#### Выбранный отрывок
ГлавнаяТворчество • Детская поэзия достатка не обеспечила

Детская поэзия достатка не обеспечила

Рубрика: Творчество

3

Детская поэзия достатка не обеспечила. Мандельштаму (переписка с которым была поначалу относительно регулярной, но быстро увяла из-за редких и кратких мандельштамовских ответов) Пастернак писал 16 августа 1925 года:

«Как-то среди этих метаний я напал на работу редакционную, бывшую для меня совершенною новостью. Вот заработок чистый и верный!»

Сочетание чистоты и верности действительно в России большая редкость во всякое время.

«Мне бы очень хотелось на зиму сделать редактуру основным и постоянным моим делом, не знаю, удастся ли…»

Не удалось. На редактуру тоже стояли очереди.

#### Набор данных
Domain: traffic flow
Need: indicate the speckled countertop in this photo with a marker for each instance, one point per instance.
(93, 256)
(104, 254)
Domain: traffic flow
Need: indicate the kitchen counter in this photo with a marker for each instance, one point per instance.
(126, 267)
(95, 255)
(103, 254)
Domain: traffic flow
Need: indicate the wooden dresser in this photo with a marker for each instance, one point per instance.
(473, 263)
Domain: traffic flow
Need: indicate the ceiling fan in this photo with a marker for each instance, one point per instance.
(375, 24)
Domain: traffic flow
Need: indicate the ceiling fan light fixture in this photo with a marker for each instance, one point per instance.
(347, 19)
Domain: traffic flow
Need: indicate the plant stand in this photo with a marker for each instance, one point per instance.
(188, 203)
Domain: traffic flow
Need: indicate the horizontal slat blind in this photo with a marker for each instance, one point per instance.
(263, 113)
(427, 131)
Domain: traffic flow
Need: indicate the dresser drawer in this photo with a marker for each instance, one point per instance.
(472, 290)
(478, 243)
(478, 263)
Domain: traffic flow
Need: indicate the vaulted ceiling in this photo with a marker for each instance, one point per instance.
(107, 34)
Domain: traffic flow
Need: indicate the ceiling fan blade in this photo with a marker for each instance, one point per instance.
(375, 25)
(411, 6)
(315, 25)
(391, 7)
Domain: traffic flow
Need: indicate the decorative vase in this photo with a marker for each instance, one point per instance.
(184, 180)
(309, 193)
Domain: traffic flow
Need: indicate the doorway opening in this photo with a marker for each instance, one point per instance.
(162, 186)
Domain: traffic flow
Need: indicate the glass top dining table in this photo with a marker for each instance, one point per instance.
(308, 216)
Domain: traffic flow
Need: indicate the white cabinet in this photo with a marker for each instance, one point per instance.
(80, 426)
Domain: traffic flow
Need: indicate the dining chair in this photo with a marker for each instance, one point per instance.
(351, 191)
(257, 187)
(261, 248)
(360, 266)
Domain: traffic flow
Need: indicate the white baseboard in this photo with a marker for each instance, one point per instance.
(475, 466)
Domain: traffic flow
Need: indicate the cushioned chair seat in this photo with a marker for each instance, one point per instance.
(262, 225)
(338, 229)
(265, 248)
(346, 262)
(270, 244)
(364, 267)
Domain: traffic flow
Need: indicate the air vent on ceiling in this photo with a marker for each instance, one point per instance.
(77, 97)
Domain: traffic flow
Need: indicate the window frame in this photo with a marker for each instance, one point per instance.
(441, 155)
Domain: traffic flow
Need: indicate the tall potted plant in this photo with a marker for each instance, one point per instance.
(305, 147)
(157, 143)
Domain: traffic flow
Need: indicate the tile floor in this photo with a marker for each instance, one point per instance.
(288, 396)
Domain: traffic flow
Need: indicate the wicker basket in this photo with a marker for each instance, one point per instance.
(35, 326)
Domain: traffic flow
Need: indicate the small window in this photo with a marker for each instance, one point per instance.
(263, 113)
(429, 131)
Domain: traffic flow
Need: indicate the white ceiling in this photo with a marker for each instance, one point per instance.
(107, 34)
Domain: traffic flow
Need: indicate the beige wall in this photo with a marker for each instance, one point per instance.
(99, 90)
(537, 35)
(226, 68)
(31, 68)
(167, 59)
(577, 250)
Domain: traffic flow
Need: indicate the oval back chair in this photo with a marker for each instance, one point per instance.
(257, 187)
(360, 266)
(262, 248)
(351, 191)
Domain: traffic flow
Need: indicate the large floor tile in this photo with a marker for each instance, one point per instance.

#### Задания
**A)** Ответьте по отрывку на три вопроса:
(i) Кому Пастернак писал 16 августа 1925 года?
(ii) Какую работу он назвал «заработок чистый и верный»?
(iii) Что Пастернак хотел бы на зиму сделать основным и постоянным своим делом?
**B)** Выведите дословно фрагмент отрывка от слов «ГлавнаяТворчество • Детская» до слов «во всякое время.» включительно.
Строки набора данных — самостоятельный материал, к отрывку они не относятся.

#### Ответы по заданиям
**A)**
(i) Мандельштаму.
(ii) Редакционную работу.
(iii) Редактуру.

**B)**
ГлавнаяТворчество • Детская поэзия достатка не обеспечила

Детская поэзия достатка не обеспечила

Рубрика: Творчество

3

Детская поэзия достатка не обеспечила. Мандельштаму (переписка с которым была поначалу относительно регулярной, но быстро увяла из-за редких и кратких мандельштамовских ответов) Пастернак писал 16 августа 1925 года:

«Как-то среди этих метаний я напал на работу редакционную, бывшую для меня совершенною новостью. Вот заработок чистый и верный!»

Сочетание чистоты и верности действительно в России большая редкость во всякое время.